> [The data]:
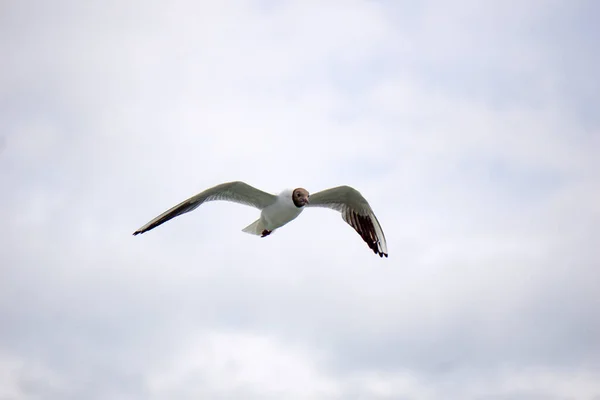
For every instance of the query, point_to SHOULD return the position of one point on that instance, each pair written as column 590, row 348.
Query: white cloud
column 455, row 121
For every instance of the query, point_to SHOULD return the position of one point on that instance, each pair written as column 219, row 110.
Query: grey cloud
column 476, row 153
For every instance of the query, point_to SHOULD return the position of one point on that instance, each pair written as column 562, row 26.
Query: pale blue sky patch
column 469, row 126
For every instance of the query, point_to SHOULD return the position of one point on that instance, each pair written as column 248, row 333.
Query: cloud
column 467, row 127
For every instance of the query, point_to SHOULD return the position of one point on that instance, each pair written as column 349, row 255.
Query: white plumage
column 278, row 210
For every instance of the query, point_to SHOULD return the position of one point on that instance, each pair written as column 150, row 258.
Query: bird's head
column 300, row 197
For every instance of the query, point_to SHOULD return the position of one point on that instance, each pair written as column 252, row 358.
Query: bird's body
column 275, row 215
column 278, row 210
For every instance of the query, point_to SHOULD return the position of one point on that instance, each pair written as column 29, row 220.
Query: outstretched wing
column 356, row 211
column 237, row 192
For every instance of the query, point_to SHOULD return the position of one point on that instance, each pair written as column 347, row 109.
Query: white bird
column 276, row 211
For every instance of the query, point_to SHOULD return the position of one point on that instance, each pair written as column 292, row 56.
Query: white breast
column 281, row 212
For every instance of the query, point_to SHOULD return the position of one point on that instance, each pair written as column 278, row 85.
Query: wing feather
column 237, row 192
column 356, row 212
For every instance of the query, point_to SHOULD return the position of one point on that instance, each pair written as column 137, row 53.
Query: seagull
column 278, row 210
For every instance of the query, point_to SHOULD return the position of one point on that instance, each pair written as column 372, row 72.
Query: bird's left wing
column 237, row 192
column 356, row 211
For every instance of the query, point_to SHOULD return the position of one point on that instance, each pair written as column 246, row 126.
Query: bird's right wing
column 357, row 213
column 237, row 192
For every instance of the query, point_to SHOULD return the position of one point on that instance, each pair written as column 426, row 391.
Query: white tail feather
column 255, row 228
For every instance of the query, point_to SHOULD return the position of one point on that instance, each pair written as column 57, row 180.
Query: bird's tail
column 255, row 228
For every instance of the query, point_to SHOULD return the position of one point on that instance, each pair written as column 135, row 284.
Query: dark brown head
column 300, row 197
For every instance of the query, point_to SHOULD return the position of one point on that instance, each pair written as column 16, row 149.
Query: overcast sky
column 472, row 127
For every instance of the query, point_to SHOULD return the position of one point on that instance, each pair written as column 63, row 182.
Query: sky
column 471, row 127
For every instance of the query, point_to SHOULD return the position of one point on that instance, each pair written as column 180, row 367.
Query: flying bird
column 278, row 210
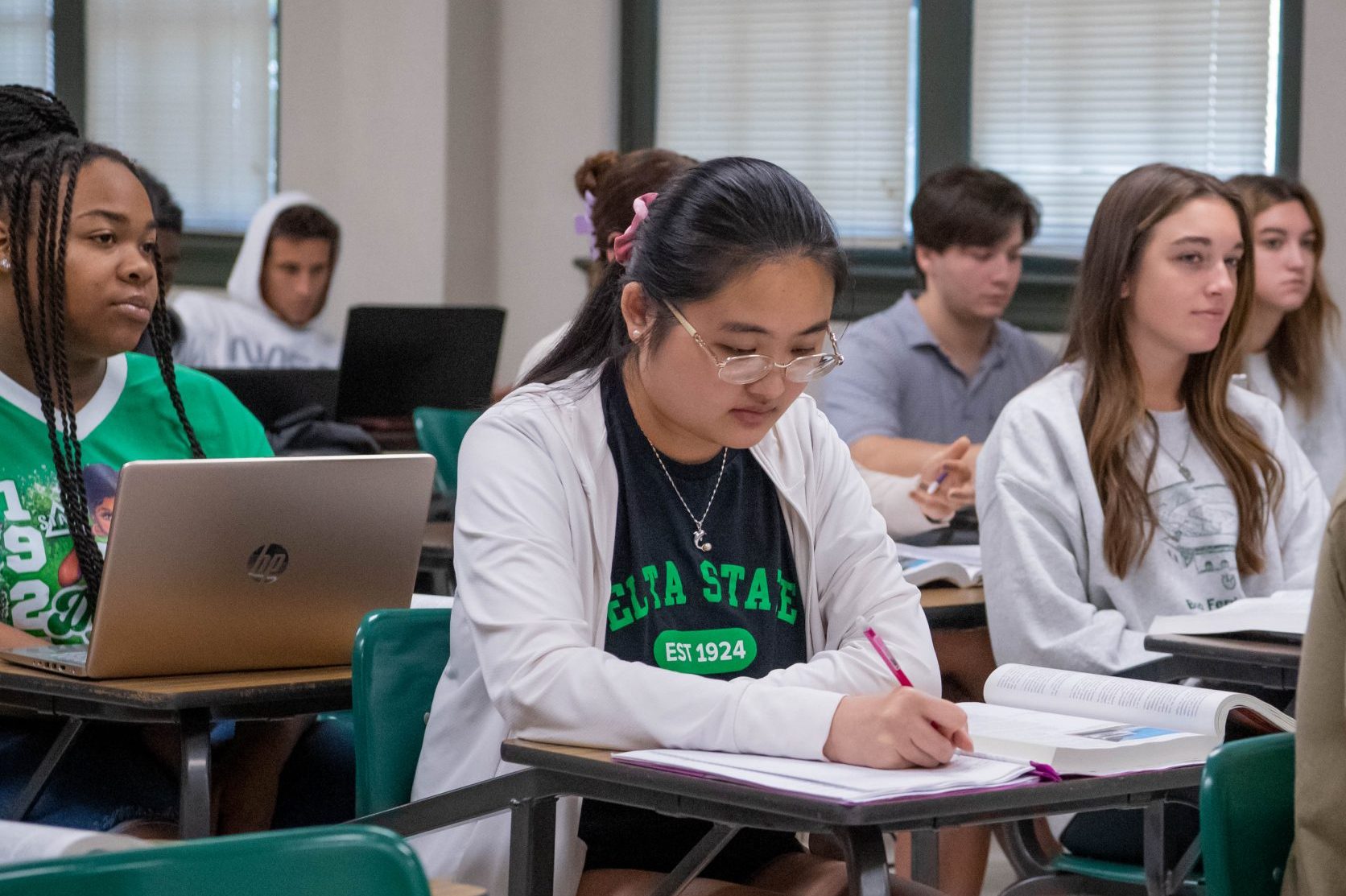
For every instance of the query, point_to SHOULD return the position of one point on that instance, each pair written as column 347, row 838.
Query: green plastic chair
column 440, row 432
column 1248, row 815
column 396, row 663
column 345, row 860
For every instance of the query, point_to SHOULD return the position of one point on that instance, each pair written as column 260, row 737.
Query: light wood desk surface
column 440, row 887
column 180, row 692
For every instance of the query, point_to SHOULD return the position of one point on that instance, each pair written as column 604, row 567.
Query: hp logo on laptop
column 266, row 563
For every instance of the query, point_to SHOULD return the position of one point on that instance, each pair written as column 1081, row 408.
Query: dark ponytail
column 712, row 222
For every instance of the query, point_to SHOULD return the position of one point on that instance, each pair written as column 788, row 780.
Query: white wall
column 364, row 124
column 444, row 138
column 559, row 98
column 1323, row 130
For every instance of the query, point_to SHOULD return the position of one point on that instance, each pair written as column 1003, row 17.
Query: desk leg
column 194, row 775
column 925, row 857
column 532, row 847
column 695, row 861
column 1157, row 855
column 865, row 861
column 32, row 790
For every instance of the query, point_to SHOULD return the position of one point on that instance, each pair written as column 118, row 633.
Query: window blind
column 1069, row 94
column 26, row 43
column 817, row 88
column 186, row 90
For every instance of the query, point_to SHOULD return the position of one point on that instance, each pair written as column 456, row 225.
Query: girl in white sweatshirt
column 1135, row 481
column 663, row 483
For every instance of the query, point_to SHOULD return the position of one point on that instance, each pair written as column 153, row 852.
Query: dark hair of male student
column 722, row 218
column 306, row 222
column 36, row 194
column 167, row 212
column 969, row 206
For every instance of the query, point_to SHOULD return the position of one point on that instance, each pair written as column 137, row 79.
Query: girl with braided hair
column 80, row 283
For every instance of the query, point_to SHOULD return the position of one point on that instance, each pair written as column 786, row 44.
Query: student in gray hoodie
column 276, row 292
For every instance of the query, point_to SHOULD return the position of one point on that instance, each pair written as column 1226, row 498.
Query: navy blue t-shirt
column 726, row 613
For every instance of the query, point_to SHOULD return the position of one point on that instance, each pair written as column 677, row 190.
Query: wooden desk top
column 939, row 597
column 439, row 535
column 692, row 795
column 182, row 692
column 1263, row 653
column 440, row 887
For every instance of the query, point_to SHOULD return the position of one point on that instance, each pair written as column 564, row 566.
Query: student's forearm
column 899, row 456
column 11, row 637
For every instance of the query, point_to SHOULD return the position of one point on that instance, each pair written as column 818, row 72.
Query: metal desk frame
column 531, row 798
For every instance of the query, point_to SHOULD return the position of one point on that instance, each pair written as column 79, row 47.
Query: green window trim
column 206, row 258
column 943, row 116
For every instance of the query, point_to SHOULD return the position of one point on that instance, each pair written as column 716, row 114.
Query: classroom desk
column 192, row 703
column 554, row 771
column 438, row 556
column 1227, row 659
column 955, row 607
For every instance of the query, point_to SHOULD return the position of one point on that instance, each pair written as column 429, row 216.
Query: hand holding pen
column 945, row 481
column 898, row 729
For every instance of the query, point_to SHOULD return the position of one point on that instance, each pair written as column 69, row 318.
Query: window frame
column 943, row 138
column 208, row 258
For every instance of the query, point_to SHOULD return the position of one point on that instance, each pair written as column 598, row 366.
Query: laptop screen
column 398, row 358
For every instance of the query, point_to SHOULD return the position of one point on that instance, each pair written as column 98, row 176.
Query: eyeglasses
column 743, row 370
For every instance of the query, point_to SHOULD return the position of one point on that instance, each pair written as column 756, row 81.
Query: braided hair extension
column 31, row 114
column 40, row 176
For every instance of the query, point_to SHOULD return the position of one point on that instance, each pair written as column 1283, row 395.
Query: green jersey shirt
column 130, row 417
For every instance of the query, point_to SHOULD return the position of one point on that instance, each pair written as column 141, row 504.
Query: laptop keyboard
column 76, row 654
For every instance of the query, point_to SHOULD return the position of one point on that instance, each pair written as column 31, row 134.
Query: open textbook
column 831, row 781
column 1084, row 724
column 1283, row 615
column 956, row 564
column 27, row 842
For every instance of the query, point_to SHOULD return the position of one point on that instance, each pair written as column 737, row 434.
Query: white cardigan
column 533, row 539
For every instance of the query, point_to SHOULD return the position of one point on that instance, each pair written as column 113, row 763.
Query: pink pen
column 889, row 659
column 1042, row 770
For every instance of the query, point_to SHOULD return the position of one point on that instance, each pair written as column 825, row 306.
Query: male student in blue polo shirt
column 941, row 364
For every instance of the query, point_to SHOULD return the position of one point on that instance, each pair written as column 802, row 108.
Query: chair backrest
column 440, row 432
column 394, row 667
column 1248, row 815
column 336, row 861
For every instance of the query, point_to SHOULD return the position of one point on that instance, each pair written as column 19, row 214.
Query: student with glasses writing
column 661, row 543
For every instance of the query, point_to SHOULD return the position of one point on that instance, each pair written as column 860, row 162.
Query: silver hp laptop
column 221, row 565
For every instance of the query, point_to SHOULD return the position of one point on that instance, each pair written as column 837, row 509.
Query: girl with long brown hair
column 1133, row 481
column 1292, row 349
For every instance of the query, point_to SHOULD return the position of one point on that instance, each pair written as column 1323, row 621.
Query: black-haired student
column 663, row 482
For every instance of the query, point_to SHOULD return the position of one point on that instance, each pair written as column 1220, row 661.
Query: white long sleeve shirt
column 1051, row 601
column 533, row 548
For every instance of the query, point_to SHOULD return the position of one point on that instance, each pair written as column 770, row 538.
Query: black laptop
column 398, row 358
column 270, row 394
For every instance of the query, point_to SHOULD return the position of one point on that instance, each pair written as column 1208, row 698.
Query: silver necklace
column 1182, row 469
column 699, row 535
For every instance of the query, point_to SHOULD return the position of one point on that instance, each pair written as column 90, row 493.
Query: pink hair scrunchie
column 625, row 244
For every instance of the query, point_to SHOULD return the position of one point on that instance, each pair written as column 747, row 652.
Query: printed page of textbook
column 1079, row 744
column 1120, row 700
column 27, row 842
column 1283, row 613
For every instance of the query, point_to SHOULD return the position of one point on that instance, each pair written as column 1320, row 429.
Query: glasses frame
column 722, row 365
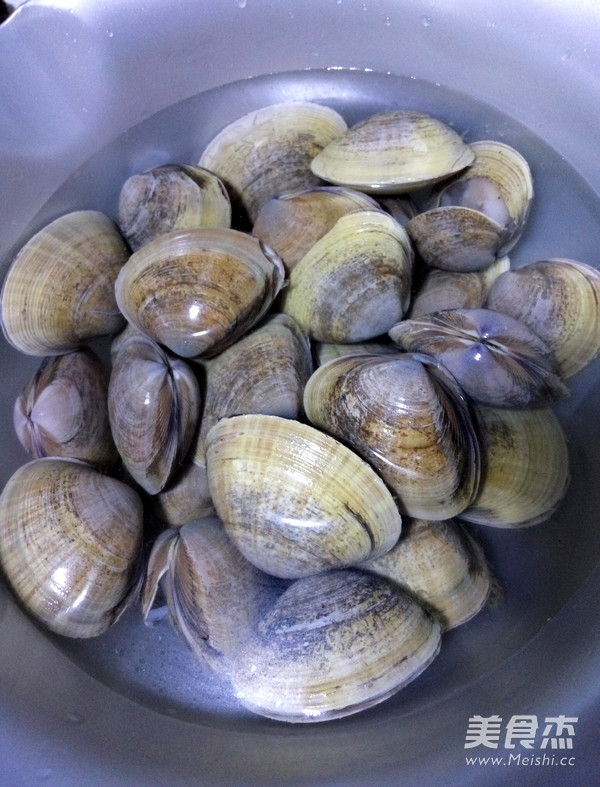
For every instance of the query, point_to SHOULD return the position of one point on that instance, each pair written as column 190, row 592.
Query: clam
column 496, row 359
column 409, row 420
column 355, row 282
column 196, row 292
column 295, row 501
column 264, row 372
column 153, row 406
column 171, row 197
column 70, row 541
column 62, row 410
column 292, row 223
column 215, row 597
column 480, row 215
column 393, row 152
column 333, row 645
column 440, row 290
column 525, row 467
column 442, row 566
column 268, row 151
column 558, row 300
column 59, row 290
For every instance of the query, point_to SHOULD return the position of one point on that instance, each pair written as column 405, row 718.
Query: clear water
column 539, row 568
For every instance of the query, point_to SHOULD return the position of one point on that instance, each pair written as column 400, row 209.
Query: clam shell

> [Work to complete]:
Please give again the lines above between the line holding "Query: student with glasses writing" and the line holding "747, row 652.", inclusive, exactly as they are and with nothing added.

> [Output for this task]:
Query: student with glasses writing
column 661, row 543
For every instance of the query, point_to SHOULD return the position of one point on that instance, each pair written as column 860, row 162.
Query: silver hp laptop
column 221, row 565
For every instance of the query, point_to SHOULD return the position of one point on that instance, each pair written as column 837, row 509.
Query: girl with long brown hair
column 1133, row 481
column 1292, row 349
For every instance of the query, point_to SHOULD return the position of one point on that instance, each pair written as column 1323, row 621.
Query: black-haired student
column 663, row 482
For every instance of the query, point_to SHOULD return the position of one point on that instance, each pair written as column 1220, row 661.
Query: white long sleeve shirt
column 1051, row 601
column 533, row 548
For every instance of the query, point_to SHOULD return the position of one point on that instance, each pair written as column 770, row 538.
Query: black laptop
column 398, row 358
column 270, row 394
For every instance of the query, point_to SHOULD return the position of one point on that instance, each pair written as column 1208, row 698.
Query: silver necklace
column 1182, row 469
column 699, row 535
For every instance of the query, point_to SHOULD return the position of one point on that instance, each pair written as column 90, row 493.
Query: pink hair scrunchie
column 625, row 244
For every instance of the query, point_to SHOULD return the position of one point on that instance, each pair written as column 747, row 652.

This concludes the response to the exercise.